Objective » List every line in the records below that contains the word "leaf", and copy each of those lines in full.

Raw data »
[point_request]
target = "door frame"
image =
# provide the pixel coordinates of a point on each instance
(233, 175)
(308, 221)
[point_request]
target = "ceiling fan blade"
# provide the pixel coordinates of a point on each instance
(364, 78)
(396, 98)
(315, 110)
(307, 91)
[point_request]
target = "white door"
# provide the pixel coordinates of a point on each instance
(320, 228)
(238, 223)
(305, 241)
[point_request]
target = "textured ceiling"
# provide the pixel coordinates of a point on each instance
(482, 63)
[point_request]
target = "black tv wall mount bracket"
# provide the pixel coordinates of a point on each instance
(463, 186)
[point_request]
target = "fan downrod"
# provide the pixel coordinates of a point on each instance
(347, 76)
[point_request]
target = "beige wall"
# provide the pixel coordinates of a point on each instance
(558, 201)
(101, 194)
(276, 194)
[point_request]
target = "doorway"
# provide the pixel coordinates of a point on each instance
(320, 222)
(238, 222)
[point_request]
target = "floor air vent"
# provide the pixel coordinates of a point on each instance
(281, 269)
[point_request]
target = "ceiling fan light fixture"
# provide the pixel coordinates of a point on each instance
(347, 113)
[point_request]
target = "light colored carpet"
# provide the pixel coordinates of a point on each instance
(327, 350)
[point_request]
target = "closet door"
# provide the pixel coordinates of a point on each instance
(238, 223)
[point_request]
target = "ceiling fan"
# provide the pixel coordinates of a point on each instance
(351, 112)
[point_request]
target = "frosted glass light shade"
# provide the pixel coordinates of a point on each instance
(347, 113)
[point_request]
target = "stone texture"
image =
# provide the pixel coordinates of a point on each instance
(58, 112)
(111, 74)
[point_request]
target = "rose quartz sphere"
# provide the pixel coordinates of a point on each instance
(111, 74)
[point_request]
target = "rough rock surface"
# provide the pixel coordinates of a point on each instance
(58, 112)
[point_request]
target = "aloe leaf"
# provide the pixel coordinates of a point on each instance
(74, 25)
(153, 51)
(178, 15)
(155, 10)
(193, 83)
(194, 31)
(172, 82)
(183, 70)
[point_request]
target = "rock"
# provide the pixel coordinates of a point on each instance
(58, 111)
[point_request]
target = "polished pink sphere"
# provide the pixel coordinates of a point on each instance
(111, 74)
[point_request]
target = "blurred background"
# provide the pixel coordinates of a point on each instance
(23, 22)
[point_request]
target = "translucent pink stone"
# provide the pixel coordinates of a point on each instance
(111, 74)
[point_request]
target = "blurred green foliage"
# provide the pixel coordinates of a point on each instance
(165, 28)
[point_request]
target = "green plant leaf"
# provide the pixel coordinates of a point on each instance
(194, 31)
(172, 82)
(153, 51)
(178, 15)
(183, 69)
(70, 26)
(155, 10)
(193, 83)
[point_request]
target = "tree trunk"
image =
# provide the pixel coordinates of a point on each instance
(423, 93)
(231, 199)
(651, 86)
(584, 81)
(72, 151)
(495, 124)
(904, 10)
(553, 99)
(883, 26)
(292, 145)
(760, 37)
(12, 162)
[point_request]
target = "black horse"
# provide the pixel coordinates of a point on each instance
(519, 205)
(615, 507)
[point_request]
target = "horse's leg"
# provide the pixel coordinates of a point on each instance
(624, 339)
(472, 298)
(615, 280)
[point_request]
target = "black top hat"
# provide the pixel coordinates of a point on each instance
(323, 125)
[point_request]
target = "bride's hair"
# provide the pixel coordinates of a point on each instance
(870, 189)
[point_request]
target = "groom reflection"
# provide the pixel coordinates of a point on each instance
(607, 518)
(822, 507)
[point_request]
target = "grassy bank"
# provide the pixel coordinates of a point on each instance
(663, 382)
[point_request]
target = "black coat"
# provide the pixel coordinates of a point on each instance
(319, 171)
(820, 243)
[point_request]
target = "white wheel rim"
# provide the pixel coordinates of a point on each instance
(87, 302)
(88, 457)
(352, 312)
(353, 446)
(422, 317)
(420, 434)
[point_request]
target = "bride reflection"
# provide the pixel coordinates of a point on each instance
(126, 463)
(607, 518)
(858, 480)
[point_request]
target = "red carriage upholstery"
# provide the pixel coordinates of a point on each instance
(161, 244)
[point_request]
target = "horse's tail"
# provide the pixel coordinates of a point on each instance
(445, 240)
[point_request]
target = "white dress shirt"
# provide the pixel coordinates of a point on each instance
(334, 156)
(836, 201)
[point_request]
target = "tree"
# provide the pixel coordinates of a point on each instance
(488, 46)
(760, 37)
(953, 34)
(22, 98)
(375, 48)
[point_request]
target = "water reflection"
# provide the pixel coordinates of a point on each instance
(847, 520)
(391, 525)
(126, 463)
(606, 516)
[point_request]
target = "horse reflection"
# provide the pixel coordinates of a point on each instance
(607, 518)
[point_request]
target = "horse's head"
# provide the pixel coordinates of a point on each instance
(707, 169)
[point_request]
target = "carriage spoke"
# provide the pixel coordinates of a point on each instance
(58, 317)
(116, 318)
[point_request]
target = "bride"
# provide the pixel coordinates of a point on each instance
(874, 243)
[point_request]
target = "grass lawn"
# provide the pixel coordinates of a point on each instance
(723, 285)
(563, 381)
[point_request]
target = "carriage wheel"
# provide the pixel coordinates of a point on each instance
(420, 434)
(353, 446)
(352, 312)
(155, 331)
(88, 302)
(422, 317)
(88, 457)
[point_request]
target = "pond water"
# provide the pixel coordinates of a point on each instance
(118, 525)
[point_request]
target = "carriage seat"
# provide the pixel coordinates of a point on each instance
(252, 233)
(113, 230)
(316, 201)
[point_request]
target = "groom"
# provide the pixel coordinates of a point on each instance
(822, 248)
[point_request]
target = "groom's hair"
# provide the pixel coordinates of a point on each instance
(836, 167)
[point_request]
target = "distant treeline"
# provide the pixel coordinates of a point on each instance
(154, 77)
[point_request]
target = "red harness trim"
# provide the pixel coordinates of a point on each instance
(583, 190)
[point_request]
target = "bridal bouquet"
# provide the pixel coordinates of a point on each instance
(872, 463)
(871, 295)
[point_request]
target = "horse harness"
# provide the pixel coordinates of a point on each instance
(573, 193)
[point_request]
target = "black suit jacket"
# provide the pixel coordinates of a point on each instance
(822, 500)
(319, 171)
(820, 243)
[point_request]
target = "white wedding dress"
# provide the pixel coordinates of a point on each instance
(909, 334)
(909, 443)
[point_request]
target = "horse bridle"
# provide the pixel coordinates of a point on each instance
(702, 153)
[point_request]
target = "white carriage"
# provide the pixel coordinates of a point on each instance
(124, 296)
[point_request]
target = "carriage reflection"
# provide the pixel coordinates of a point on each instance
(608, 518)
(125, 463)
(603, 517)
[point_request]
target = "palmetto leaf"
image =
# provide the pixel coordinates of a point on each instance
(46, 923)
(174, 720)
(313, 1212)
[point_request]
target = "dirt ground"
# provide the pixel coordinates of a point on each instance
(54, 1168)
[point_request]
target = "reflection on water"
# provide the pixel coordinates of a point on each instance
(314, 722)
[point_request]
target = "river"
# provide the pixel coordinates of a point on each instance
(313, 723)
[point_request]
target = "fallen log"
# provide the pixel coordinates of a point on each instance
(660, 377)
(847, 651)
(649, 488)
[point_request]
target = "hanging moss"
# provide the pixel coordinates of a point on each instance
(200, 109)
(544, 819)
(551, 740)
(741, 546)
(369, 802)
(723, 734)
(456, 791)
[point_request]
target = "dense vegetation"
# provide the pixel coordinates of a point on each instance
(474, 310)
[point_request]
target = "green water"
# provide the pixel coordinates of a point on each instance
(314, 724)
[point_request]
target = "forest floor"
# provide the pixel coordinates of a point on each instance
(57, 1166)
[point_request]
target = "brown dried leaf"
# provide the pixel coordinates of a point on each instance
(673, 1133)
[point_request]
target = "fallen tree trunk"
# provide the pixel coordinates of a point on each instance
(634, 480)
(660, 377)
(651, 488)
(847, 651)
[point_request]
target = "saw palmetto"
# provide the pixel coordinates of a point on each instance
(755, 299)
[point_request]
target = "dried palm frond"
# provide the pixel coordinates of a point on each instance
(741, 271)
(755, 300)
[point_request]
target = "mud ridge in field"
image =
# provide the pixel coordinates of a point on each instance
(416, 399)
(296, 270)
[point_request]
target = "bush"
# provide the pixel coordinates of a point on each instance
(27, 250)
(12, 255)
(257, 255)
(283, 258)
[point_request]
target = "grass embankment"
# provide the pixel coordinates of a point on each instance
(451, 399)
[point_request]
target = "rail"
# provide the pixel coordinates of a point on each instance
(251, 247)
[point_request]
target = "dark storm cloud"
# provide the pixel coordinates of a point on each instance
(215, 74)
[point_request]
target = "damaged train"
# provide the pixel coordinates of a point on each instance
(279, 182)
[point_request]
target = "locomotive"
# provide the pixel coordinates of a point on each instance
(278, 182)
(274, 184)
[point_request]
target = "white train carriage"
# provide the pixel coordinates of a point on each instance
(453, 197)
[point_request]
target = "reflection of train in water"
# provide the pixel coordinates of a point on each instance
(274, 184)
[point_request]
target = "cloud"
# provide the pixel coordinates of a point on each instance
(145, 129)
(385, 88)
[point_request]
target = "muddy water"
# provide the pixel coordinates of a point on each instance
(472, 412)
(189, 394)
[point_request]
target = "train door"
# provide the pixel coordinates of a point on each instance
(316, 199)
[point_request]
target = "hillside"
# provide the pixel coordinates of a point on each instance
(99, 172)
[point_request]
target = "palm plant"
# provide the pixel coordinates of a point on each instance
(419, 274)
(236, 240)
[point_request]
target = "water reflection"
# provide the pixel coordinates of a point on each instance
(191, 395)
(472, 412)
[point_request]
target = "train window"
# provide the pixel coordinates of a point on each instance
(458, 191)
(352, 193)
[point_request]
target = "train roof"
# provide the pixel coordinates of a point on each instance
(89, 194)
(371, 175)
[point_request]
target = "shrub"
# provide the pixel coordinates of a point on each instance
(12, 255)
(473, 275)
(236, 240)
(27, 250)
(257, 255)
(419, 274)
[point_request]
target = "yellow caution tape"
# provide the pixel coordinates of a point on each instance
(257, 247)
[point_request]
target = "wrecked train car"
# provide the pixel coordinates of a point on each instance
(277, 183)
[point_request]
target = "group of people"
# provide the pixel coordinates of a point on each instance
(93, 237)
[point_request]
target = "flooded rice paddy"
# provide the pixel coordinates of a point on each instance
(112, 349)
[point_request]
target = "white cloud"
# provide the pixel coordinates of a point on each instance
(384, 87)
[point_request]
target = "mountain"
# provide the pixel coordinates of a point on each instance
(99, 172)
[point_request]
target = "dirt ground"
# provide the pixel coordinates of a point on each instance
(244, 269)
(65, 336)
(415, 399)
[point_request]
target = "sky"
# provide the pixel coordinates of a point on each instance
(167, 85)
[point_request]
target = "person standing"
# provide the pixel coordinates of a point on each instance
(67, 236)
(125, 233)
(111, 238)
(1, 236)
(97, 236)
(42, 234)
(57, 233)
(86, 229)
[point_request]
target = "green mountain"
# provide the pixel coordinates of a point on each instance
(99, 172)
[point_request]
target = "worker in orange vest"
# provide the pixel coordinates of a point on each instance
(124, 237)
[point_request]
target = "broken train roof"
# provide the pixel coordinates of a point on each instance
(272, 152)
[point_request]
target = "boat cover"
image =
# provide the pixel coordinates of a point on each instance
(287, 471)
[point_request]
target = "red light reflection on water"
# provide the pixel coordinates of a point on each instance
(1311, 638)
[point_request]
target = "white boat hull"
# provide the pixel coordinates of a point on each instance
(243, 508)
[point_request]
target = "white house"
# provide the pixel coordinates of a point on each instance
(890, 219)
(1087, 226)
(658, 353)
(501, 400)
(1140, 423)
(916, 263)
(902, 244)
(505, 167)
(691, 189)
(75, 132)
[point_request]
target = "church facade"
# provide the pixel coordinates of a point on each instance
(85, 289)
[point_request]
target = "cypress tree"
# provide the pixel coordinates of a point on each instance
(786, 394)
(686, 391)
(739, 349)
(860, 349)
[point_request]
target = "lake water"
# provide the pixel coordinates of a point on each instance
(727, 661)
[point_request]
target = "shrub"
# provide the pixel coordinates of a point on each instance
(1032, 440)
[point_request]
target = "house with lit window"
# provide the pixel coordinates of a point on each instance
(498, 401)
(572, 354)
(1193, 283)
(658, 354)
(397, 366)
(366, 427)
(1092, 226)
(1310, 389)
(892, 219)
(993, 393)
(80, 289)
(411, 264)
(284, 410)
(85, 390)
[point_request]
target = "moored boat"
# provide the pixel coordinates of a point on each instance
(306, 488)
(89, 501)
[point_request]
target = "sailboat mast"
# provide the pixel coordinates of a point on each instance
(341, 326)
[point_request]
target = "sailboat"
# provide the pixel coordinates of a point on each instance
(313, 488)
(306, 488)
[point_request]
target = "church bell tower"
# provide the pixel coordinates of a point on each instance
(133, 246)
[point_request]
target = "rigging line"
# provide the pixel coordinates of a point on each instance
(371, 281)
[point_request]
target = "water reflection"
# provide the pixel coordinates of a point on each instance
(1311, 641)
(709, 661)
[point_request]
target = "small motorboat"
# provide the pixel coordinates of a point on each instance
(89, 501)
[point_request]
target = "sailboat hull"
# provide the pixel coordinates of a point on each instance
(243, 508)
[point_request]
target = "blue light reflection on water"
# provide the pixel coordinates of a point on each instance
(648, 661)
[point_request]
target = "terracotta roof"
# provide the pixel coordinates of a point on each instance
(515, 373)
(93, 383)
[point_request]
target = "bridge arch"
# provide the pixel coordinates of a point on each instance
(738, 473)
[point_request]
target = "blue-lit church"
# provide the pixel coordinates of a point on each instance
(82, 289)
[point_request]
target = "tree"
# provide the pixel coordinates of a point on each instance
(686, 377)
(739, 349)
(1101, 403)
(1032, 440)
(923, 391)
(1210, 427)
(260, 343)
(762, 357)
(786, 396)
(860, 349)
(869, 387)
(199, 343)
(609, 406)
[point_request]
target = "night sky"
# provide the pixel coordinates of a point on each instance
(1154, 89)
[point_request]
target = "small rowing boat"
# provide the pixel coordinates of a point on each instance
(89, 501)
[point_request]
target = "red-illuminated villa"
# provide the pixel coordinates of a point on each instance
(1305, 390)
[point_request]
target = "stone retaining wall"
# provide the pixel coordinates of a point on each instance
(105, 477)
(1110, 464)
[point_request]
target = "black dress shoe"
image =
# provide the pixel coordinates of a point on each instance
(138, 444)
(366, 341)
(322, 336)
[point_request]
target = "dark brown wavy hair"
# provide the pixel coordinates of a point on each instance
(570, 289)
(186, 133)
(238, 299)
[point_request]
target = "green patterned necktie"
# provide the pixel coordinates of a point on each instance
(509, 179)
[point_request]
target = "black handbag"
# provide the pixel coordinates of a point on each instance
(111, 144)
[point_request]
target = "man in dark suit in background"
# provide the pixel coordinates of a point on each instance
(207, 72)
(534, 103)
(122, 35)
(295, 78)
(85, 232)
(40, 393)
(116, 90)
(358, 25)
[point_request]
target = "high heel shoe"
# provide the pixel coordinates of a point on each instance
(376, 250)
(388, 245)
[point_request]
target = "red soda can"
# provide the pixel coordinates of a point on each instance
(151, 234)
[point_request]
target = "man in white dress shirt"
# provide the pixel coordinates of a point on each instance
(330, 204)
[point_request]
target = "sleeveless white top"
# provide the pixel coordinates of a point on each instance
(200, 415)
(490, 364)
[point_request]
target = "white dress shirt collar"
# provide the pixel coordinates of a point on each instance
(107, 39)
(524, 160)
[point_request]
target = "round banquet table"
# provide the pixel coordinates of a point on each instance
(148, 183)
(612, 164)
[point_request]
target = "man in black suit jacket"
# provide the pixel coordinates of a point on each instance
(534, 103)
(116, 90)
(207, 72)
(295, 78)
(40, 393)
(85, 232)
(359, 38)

Task response »
target = "aloe leaf"
target = "green plant leaf"
target = "palmetto leaf"
target = "brown dried leaf"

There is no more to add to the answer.